Requests:
**1)** In the passage on support for local energy infrastructure, which three factors did people pick as most important in influencing their support or opposition for local projects?
**2)** Echo word for word a stretch of the passage on support for local energy infrastructure, beginning at the words "When we asked about" and stopping after "for the public.".
**3)** Carry on the passage on support for local energy infrastructure, starting after its final sentence.

Text block:
────────────────────

What drives support for local energy infrastructure?

The government’s newly published Local Power Plan points the country in a direction that the British public support: clean energy that’s transparent, affordable, and delivers real benefits to communities and their local environments.

When we asked about the three most important factors for involving local communities on infrastructure proposals, both the public and MPs were most likely to select “clear, plain language information about the project and its impacts” and “being asked for views early, before decisions are made”. These were followed by “a clear explanation of how views influenced the final decision” for MPs and “independent or trusted organisations running the process” for the public.

When we asked which 3 factors people felt were most important in terms of influencing their support or opposition for local infrastructure projects, they picked: the project’s impact on the local environment, on energy bills and on the local community as the top considerations.

────────────────────

Given information:
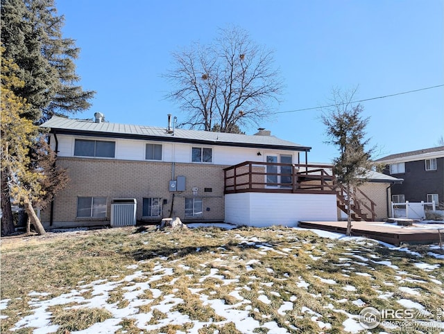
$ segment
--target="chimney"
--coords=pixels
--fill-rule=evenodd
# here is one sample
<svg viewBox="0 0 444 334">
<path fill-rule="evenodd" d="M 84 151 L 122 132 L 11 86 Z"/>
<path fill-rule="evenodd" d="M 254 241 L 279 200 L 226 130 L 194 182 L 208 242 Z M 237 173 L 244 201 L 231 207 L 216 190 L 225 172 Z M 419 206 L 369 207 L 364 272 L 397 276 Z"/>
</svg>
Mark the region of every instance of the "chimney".
<svg viewBox="0 0 444 334">
<path fill-rule="evenodd" d="M 171 127 L 171 114 L 168 114 L 168 128 L 166 129 L 168 133 L 173 132 L 173 128 Z"/>
<path fill-rule="evenodd" d="M 255 136 L 271 136 L 271 131 L 269 130 L 265 130 L 264 128 L 259 128 L 257 129 L 257 132 L 255 134 Z"/>
<path fill-rule="evenodd" d="M 101 112 L 94 113 L 94 118 L 96 123 L 102 123 L 105 120 L 105 116 Z"/>
</svg>

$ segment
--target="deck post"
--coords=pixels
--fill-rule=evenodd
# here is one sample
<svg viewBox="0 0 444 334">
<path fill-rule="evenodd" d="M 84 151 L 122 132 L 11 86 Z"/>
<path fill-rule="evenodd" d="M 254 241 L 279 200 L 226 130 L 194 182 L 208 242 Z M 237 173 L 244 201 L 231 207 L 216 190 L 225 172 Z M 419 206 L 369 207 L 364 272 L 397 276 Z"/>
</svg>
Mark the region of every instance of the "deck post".
<svg viewBox="0 0 444 334">
<path fill-rule="evenodd" d="M 248 188 L 251 189 L 253 188 L 253 164 L 251 162 L 248 163 Z"/>
</svg>

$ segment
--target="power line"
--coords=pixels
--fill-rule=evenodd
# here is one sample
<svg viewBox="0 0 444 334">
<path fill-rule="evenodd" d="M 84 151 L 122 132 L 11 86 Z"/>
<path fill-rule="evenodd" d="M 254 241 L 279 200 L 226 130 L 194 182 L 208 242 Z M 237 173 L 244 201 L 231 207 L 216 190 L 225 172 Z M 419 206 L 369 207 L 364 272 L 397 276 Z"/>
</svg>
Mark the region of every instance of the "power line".
<svg viewBox="0 0 444 334">
<path fill-rule="evenodd" d="M 444 85 L 438 85 L 438 86 L 432 86 L 432 87 L 429 87 L 420 88 L 419 89 L 415 89 L 415 90 L 413 90 L 413 91 L 402 91 L 401 93 L 396 93 L 396 94 L 394 94 L 384 95 L 382 96 L 377 96 L 375 98 L 365 98 L 364 100 L 356 100 L 356 101 L 351 101 L 350 103 L 359 103 L 360 102 L 370 101 L 371 100 L 377 100 L 378 98 L 390 98 L 391 96 L 396 96 L 397 95 L 408 94 L 409 93 L 414 93 L 416 91 L 425 91 L 425 90 L 427 90 L 427 89 L 432 89 L 433 88 L 442 87 L 443 86 L 444 86 Z M 328 108 L 330 107 L 335 107 L 336 105 L 321 105 L 320 107 L 312 107 L 311 108 L 296 109 L 295 110 L 287 110 L 286 112 L 274 112 L 273 114 L 286 114 L 286 113 L 289 113 L 289 112 L 304 112 L 304 111 L 306 111 L 306 110 L 314 110 L 314 109 L 316 109 Z"/>
</svg>

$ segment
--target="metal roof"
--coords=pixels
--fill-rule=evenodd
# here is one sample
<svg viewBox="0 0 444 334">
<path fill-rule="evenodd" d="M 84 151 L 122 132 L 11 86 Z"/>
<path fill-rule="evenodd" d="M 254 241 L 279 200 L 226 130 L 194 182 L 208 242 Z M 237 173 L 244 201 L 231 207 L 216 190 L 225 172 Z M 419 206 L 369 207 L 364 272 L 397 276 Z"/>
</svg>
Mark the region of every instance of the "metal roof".
<svg viewBox="0 0 444 334">
<path fill-rule="evenodd" d="M 424 148 L 416 151 L 397 153 L 378 159 L 375 160 L 375 161 L 386 163 L 407 162 L 436 157 L 444 157 L 444 146 L 437 146 L 436 148 Z"/>
<path fill-rule="evenodd" d="M 164 128 L 108 122 L 96 123 L 92 120 L 72 119 L 58 116 L 53 116 L 41 126 L 50 128 L 51 132 L 59 134 L 298 151 L 309 151 L 311 148 L 280 139 L 275 136 L 247 135 L 184 129 L 175 129 L 174 133 L 171 133 Z"/>
</svg>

────────────────────

Responses to the tasks:
**1)** The project's impact on the local environment, on energy bills and on the local community.

**2)**
When we asked about the three most important factors for involving local communities on infrastructure proposals, both the public and MPs were most likely to select “clear, plain language information about the project and its impacts” and “being asked for views early, before decisions are made”. These were followed by “a clear explanation of how views influenced the final decision” for MPs and “independent or trusted organisations running the process” for the public.

**3)**
These three priorities are consistently the highest for all groups across age, gender, region, social grade, housing tenure, political support, education level, ethnicity, and whether they live in urban or rural areas; a rare point of alignment between these different subgroups of the public.

Strikingly, what made much less of a difference were people’s views about climate change and net zero.

This doesn’t mean that belief in (or concern about) climate change isn’t a critical foundation on which to build engagement around clean energy in general (this is the core idea behind linking the ‘how and the why’ on net zero, as we argued in our recent message testing work with Public First).

But when it comes to specific clean energy projects, the local impacts and financial considerations loom larger: as the transition becomes ever more place-based, this trend is only likely to accelerate.